**Task goal**
Only the number is wanted: how many lines below contain "banner"?

[Stored data entries]
- - - - - - -
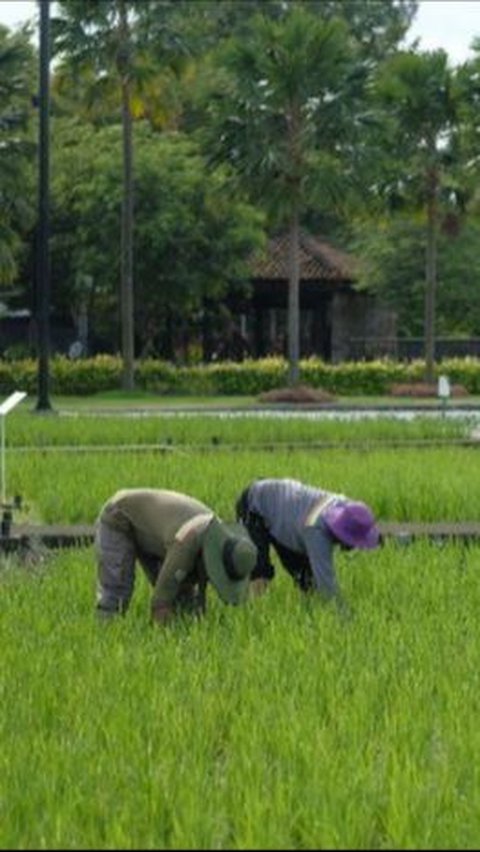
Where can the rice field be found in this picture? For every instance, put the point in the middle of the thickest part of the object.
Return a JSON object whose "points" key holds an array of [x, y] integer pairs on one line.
{"points": [[275, 725]]}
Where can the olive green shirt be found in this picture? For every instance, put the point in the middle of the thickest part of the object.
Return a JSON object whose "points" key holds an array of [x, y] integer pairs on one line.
{"points": [[166, 525]]}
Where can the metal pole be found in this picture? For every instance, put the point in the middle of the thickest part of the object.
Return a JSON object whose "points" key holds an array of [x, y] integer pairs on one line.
{"points": [[43, 270], [3, 459]]}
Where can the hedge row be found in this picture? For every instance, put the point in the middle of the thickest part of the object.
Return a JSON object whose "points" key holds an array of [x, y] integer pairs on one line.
{"points": [[249, 378]]}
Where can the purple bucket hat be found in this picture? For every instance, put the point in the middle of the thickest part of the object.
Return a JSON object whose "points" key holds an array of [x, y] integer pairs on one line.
{"points": [[353, 524]]}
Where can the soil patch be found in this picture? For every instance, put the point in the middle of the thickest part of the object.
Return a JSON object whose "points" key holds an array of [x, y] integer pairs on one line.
{"points": [[300, 394]]}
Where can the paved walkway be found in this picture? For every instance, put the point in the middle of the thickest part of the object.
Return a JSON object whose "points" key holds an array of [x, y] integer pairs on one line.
{"points": [[23, 536]]}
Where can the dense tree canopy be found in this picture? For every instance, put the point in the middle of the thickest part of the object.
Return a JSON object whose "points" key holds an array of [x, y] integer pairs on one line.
{"points": [[240, 117]]}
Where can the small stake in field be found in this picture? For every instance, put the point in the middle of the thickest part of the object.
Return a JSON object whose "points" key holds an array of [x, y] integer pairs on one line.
{"points": [[5, 408], [443, 391]]}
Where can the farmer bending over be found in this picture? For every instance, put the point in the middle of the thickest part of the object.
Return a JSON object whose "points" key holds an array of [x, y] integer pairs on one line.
{"points": [[180, 544], [303, 524]]}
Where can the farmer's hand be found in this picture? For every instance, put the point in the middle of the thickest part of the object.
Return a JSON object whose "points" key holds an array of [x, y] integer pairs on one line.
{"points": [[162, 613], [257, 587]]}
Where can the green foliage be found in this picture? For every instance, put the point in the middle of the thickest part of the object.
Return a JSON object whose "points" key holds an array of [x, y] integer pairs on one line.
{"points": [[192, 234], [16, 61], [250, 378]]}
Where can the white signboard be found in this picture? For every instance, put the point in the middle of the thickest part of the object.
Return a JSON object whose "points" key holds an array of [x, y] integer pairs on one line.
{"points": [[12, 401], [5, 407], [443, 387]]}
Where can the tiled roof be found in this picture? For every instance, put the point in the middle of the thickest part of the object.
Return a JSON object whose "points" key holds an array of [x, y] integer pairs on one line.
{"points": [[319, 260]]}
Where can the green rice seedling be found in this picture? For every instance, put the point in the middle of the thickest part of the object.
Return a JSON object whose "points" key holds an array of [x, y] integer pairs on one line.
{"points": [[273, 725], [405, 485], [33, 430]]}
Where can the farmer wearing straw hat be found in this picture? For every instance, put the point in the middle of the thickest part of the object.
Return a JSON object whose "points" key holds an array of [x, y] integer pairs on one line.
{"points": [[303, 524], [180, 544]]}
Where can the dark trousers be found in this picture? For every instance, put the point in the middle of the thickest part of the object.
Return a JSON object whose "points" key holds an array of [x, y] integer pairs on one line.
{"points": [[297, 564]]}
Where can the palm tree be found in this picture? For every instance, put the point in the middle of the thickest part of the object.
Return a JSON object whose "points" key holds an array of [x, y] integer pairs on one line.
{"points": [[95, 39], [278, 121]]}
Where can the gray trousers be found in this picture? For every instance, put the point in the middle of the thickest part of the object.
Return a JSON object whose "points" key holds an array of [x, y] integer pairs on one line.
{"points": [[117, 554]]}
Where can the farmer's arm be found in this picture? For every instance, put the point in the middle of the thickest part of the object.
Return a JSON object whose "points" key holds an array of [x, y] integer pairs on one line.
{"points": [[320, 554]]}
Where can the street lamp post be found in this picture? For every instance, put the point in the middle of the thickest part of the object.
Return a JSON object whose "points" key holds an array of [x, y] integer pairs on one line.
{"points": [[42, 250]]}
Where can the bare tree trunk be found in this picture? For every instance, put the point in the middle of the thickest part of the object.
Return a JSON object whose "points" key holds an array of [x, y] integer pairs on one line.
{"points": [[294, 302], [126, 276], [431, 278]]}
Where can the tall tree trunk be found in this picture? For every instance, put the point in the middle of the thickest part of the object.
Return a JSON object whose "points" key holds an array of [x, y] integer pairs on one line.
{"points": [[126, 275], [431, 276], [294, 301]]}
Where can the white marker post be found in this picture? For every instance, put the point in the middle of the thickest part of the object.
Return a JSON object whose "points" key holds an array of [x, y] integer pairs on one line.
{"points": [[5, 407], [443, 390]]}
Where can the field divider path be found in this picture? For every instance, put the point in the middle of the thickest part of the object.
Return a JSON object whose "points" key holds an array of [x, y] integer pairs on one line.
{"points": [[23, 537]]}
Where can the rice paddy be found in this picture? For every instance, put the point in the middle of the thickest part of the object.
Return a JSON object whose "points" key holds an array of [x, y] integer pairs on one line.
{"points": [[276, 725]]}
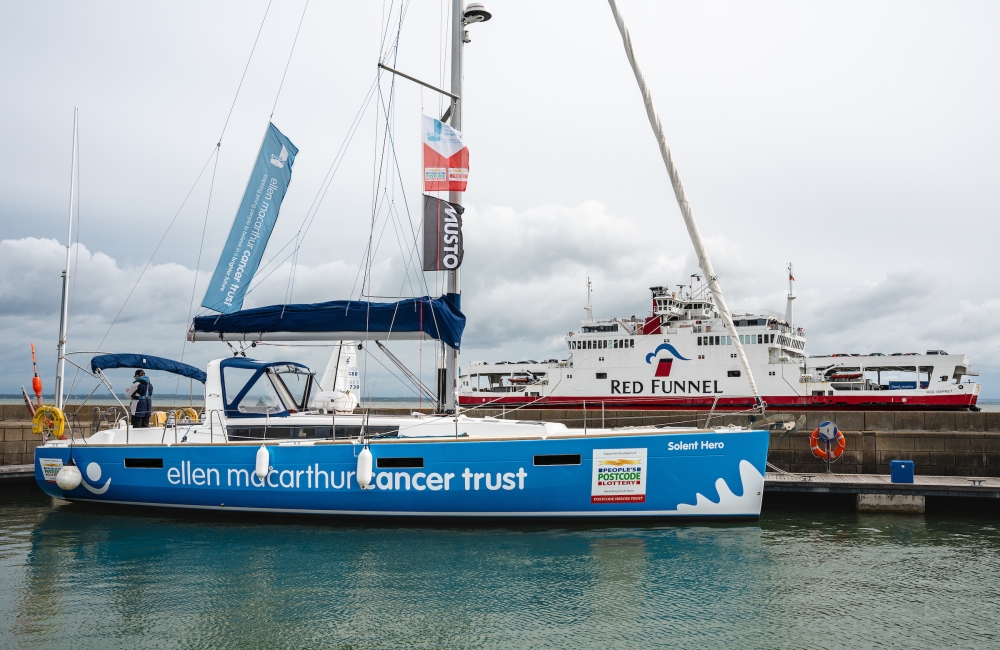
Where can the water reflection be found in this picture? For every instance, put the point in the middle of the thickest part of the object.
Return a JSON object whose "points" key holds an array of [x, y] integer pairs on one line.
{"points": [[77, 577]]}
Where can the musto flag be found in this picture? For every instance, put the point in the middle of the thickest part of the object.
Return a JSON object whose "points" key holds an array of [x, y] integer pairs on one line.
{"points": [[443, 245], [253, 224], [446, 158]]}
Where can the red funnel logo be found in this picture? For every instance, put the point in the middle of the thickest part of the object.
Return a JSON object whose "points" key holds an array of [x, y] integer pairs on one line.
{"points": [[663, 367]]}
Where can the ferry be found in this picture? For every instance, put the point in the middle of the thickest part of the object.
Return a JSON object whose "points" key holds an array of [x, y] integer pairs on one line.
{"points": [[680, 356]]}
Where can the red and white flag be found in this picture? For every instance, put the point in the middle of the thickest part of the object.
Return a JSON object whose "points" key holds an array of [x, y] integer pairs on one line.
{"points": [[446, 158]]}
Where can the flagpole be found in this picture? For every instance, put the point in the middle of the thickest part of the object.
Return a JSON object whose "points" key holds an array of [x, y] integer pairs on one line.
{"points": [[692, 226]]}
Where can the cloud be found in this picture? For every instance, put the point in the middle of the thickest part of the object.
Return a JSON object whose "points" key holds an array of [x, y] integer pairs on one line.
{"points": [[524, 286]]}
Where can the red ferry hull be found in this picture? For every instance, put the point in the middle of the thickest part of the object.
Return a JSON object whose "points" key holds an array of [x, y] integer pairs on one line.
{"points": [[776, 402]]}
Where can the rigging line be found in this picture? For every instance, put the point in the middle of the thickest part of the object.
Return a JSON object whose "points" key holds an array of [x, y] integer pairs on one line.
{"points": [[407, 261], [245, 68], [287, 63], [376, 183], [76, 261], [324, 187], [215, 149], [406, 204], [197, 266]]}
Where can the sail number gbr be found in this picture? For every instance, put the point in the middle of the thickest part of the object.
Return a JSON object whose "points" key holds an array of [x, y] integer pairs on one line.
{"points": [[666, 387]]}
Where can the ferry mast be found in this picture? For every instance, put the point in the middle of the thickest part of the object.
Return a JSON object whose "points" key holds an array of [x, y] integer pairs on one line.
{"points": [[692, 226]]}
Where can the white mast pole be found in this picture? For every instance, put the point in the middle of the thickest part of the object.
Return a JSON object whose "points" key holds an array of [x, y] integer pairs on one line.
{"points": [[791, 296], [453, 277], [64, 309], [699, 245]]}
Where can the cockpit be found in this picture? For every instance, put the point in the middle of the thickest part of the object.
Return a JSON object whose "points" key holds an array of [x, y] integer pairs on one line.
{"points": [[253, 388]]}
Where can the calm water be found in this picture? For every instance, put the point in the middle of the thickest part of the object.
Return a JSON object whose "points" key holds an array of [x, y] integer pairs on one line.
{"points": [[77, 578]]}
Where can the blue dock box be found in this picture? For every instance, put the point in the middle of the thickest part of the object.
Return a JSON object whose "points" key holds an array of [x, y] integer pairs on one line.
{"points": [[901, 471]]}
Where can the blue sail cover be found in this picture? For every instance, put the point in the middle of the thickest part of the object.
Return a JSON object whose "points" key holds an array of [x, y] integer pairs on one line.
{"points": [[253, 223], [146, 362], [434, 318]]}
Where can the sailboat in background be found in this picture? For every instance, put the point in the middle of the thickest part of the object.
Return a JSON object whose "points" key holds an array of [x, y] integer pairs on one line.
{"points": [[274, 439]]}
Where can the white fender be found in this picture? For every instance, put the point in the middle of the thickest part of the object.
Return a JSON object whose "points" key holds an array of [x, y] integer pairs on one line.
{"points": [[69, 478], [263, 463], [364, 473]]}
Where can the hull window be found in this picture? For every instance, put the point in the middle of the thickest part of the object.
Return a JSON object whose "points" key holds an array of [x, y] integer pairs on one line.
{"points": [[558, 459], [396, 463], [149, 463]]}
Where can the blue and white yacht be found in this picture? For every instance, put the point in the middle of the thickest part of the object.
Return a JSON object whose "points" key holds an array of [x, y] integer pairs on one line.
{"points": [[271, 438]]}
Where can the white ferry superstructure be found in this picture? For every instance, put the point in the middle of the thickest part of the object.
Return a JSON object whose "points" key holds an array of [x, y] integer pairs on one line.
{"points": [[680, 357]]}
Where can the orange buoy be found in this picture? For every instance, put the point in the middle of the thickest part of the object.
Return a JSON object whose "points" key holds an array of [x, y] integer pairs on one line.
{"points": [[36, 381], [836, 451]]}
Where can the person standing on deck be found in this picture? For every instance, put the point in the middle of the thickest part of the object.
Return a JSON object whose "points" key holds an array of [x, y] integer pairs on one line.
{"points": [[141, 394]]}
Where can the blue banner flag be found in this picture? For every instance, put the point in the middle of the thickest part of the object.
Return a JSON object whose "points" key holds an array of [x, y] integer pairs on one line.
{"points": [[253, 224]]}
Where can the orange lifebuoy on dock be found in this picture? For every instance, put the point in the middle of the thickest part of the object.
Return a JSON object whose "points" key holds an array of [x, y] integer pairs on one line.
{"points": [[836, 451]]}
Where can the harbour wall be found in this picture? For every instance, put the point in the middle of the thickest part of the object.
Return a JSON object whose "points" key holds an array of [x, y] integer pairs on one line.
{"points": [[939, 443]]}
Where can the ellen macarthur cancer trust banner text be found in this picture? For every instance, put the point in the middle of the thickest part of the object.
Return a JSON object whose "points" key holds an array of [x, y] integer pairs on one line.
{"points": [[253, 224]]}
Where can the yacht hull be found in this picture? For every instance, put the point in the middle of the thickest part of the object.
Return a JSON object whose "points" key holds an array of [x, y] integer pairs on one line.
{"points": [[707, 474]]}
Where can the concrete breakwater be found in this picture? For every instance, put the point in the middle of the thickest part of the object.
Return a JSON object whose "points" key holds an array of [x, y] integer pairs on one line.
{"points": [[939, 443]]}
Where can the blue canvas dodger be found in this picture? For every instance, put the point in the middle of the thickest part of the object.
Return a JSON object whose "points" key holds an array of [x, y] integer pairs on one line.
{"points": [[439, 318], [253, 223], [145, 362]]}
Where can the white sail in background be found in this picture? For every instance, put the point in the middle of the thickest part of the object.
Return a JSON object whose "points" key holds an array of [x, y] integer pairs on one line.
{"points": [[341, 382]]}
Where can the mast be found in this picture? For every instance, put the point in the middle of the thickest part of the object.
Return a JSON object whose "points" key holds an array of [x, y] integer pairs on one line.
{"points": [[64, 308], [590, 307], [453, 278], [692, 227], [475, 12], [791, 296]]}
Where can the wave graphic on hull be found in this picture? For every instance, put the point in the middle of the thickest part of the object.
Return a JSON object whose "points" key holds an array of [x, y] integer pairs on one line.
{"points": [[729, 503]]}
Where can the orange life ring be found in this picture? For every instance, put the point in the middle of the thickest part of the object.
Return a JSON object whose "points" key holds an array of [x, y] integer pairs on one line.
{"points": [[820, 451]]}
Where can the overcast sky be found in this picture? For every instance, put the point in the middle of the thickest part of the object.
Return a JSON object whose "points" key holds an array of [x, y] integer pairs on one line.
{"points": [[857, 140]]}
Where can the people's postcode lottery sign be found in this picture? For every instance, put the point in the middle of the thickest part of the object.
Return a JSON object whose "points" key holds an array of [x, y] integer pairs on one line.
{"points": [[619, 476]]}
- - - - - - -
**Response for this exercise**
2